Model Development

Overall Exploration Strategy
Data Preparation
Accuracy vs APY
Overall structure of our method for determining which loans we should take:
Future Exploration
- Portfolio discrimination

Overall Exploration Strategy

Our overall goal was to create a model that selects a small subset of loans to invest in and maximizes the overall APR of the portfolio. There are many ways to achieve this but for the purposes of this class, we decided to create models based on a consistent design matrix that would allow us to predict whether a loan is worth investing in or not by looking at the APY of the loan.

Data Preparation

Missing Data

Only a few of the predictors that we had selected had significant missing data. We had two options when dealing with this problem. Either eliminate the loans, or impute a value. We decided to impute values whenever possible in order to make sure that we were not systematically eliminating loans from our analysis.

Loan length - if the borrower never repaid any of the loan then what is the loan length? For our purposes, the loan length is set to 1/365.25, thus yielding APY.
Employment length - missing in 6% of the loans. We assumed 0.
Credit history - when missing we just assumed 0.
Annual income - when missing, we assumed the average. This was the most difficult one because a very good argument can be made for imputing 0. If the number is missing, then the person may be unemployed. At the end, we decided by looking at a subsample of data that this may not be a valid assumption and that it warranted further research. Unfortunately, there was insufficient time to explore this fully and come to a more satisfactory solution.
DTI (Debt-to-Income) - when missing, we assumed the average, following logic similar to annual income.

Outliers

To deal with outliers, we only considered complete loans that were either paid off or charged off. Furthermore, we filterd loans that were shorter than 60 days. These were special situations and we believed they would skew the data. In addition, loans with an APY greater than 1 were also eliminated because these were truly exceptional situtations probably due to bad data.

Still, as shown in the exploratory analysis, there were numerous outliers in the positive end. Any loan with an APY greater that 0.25 is due to both a high interest rate and high fees (late fees, etc) that can sometimes drive the cost of the loan up significantly. We decided to keep these types of loans because they represent highly risky but lucrative loans.

Design Matrix

We included in our design matrix only those features that were available to investors on the Lending Club web site. The data was normalized to the range 0 to 1. We tried to standardize them ((x-mean) / stddev) but this did not improve our results. Categorical values such as home ownership and income validation were encoded with one-hot-encoding.

Point annotation data
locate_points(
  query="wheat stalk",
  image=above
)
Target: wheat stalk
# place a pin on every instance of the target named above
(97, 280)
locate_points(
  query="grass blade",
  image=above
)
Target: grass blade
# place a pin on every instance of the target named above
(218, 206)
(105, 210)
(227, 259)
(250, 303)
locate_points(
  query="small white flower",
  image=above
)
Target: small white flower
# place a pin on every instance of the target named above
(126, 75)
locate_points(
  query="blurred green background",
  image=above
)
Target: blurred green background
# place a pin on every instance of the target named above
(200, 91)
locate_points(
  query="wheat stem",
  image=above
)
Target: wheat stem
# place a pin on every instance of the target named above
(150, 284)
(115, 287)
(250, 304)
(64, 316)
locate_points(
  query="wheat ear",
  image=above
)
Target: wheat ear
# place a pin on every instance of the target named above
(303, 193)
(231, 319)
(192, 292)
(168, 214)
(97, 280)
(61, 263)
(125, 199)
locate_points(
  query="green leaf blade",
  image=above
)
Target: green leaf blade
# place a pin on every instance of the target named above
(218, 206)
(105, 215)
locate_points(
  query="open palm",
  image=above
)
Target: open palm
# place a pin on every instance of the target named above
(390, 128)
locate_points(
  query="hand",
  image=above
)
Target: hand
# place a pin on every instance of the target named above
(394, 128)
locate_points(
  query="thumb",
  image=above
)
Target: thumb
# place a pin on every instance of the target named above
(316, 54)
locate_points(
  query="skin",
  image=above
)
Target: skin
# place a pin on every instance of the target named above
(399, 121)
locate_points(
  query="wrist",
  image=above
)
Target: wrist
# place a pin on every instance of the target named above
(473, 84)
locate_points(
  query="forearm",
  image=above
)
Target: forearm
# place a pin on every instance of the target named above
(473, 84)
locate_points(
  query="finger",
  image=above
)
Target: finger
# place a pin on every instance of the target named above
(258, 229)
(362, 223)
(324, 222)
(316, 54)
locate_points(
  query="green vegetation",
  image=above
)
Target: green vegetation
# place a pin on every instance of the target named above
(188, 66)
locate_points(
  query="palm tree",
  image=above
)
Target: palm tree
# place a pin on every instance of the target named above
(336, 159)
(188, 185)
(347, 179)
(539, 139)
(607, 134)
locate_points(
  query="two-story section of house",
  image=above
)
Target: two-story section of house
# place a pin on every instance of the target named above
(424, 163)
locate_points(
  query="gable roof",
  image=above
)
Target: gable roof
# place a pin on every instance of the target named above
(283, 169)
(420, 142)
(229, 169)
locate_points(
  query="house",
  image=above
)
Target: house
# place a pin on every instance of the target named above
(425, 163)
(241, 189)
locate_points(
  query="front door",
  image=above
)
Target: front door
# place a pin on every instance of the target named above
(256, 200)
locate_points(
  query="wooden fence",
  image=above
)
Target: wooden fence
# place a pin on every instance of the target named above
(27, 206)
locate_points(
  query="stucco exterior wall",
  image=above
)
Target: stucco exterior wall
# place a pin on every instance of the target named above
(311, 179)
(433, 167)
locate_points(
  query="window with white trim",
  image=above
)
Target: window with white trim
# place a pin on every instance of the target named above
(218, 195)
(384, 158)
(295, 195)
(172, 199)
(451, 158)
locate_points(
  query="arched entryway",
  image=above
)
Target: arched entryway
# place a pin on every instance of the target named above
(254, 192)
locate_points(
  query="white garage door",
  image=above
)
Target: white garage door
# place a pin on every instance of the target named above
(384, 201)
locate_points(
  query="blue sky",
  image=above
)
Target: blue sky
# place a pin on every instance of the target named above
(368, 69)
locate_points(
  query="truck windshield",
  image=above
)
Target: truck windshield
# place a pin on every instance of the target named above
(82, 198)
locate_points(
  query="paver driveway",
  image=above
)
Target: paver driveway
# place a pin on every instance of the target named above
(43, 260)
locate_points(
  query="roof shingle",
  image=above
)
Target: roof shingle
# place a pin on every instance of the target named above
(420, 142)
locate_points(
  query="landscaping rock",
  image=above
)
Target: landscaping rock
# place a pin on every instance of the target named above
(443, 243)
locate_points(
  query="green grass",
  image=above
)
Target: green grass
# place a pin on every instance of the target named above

**REQUESTS**
(A) Can you write out the passage of the loan model write-up starting with "Only a few of" and going on through "from our analysis.", word for word?
(B) How would you sum up the loan model write-up in two sentences?

**WORKED ANSWERS**
(A)
Only a few of the predictors that we had selected had significant missing data. We had two options when dealing with this problem. Either eliminate the loans, or impute a value. We decided to impute values whenever possible in order to make sure that we were not systematically eliminating loans from our analysis.

(B) The goal was a model that selects a small subset of loans to maximize the portfolio's overall APR by predicting, from a consistent design matrix, whether a loan is worth investing in based on its APY. Missing values were imputed rather than dropping loans, only complete paid-off or charged-off loans were kept (excluding those shorter than 60 days or with an APY above 1), and the design matrix used only features available to Lending Club investors, normalized to 0–1 with one-hot encoding for categorical values.